Collected data:
•••••
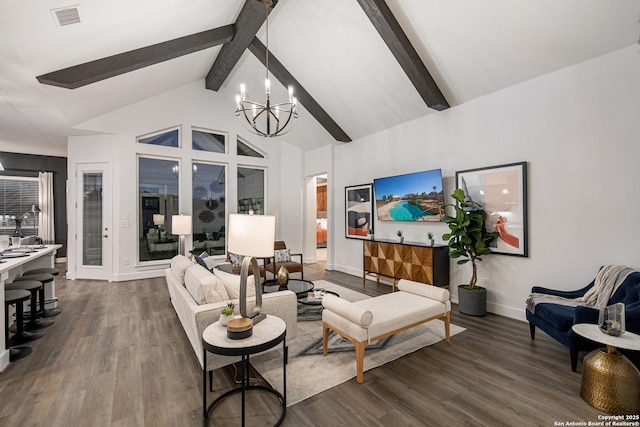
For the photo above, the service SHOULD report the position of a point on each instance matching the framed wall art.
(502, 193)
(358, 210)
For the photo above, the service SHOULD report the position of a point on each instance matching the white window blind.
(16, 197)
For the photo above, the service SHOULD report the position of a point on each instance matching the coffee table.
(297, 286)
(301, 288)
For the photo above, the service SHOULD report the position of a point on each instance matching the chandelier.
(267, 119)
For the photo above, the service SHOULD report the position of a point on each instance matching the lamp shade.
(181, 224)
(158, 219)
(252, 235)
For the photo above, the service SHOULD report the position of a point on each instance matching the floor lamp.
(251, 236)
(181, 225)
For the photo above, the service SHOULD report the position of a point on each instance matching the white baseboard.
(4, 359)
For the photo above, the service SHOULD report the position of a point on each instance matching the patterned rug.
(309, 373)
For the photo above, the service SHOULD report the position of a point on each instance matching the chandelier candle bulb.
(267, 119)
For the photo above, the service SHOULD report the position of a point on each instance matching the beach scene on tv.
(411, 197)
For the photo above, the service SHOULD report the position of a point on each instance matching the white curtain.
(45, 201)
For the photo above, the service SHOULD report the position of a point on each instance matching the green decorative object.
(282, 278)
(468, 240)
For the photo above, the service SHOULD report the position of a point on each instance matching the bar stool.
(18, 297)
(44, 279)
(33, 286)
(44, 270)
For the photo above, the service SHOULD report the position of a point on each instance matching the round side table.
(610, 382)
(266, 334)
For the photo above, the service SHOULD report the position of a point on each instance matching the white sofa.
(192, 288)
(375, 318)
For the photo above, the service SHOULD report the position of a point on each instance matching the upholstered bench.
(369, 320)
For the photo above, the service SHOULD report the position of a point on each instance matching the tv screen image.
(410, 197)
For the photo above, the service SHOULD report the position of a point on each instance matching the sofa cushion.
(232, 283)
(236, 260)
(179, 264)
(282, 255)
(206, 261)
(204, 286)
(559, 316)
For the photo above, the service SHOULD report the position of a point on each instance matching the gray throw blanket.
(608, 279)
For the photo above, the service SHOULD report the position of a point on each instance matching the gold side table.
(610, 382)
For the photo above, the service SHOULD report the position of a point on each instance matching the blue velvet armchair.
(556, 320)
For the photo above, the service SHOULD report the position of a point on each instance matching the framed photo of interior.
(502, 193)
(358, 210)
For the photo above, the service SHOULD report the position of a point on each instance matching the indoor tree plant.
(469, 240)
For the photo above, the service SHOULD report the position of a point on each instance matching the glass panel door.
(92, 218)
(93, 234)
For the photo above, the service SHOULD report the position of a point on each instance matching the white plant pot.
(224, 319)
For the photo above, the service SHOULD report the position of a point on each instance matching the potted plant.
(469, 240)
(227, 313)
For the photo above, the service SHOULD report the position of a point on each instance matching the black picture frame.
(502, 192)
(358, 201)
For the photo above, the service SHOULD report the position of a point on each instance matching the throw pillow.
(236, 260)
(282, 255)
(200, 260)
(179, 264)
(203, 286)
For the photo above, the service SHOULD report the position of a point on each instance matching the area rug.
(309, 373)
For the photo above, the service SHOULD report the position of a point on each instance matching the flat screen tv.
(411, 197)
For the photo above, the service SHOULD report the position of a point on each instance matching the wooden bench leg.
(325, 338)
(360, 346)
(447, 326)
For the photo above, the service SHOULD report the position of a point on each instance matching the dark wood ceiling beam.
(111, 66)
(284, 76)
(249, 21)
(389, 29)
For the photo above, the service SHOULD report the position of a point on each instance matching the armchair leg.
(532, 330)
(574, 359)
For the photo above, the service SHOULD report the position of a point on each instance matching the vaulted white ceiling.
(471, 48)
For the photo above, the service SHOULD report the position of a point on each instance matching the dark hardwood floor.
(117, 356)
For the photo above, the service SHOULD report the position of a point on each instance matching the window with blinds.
•••••
Task directions:
Reproduce the listing from the line containing "white plant pot." through the end of the listing, both ends included. Keep the requests unchanged and increase every coordinate in the answers by 149.

Response for this exercise:
For the photo above, the service SHOULD report the position of a point on each instance matching the white plant pot.
(373, 468)
For the photo above, the service SHOULD report the position of a point on each instance matching the potted plant.
(618, 389)
(376, 462)
For the photo above, the service SHOULD report the position of a point on each instance matching the black picture frame.
(651, 341)
(507, 350)
For the photo above, the service SHOULD report the position of a point on each instance matching the throw pillow.
(385, 409)
(431, 404)
(349, 409)
(328, 413)
(352, 435)
For the photo above, the service SHOULD report the position of a point on each instance matching the area rug.
(458, 522)
For the photo above, the service SHOULD report the position of a point on each instance matching the flat screen tv.
(560, 346)
For the photo above, the service SHOULD report the position of a point on each instance matching the wooden bench leg.
(474, 487)
(509, 495)
(596, 475)
For the photo above, the service SHOULD report the position of a point on each instance matching the dark wood ceiling beam.
(260, 215)
(433, 225)
(398, 170)
(538, 178)
For the photo above, the service SHOULD report the position of a point on each instance matching the armchair leg.
(681, 479)
(723, 508)
For the photo above, the service SHOULD report the position of a point on each instance matching the vaulted white ceiling.
(620, 197)
For the photo above, the service SHOULD report the position of a point on each instance matching the dark hardwood floor.
(266, 505)
For the photo above, the service SHOULD report the position of a point on each instance matching the window with blinds.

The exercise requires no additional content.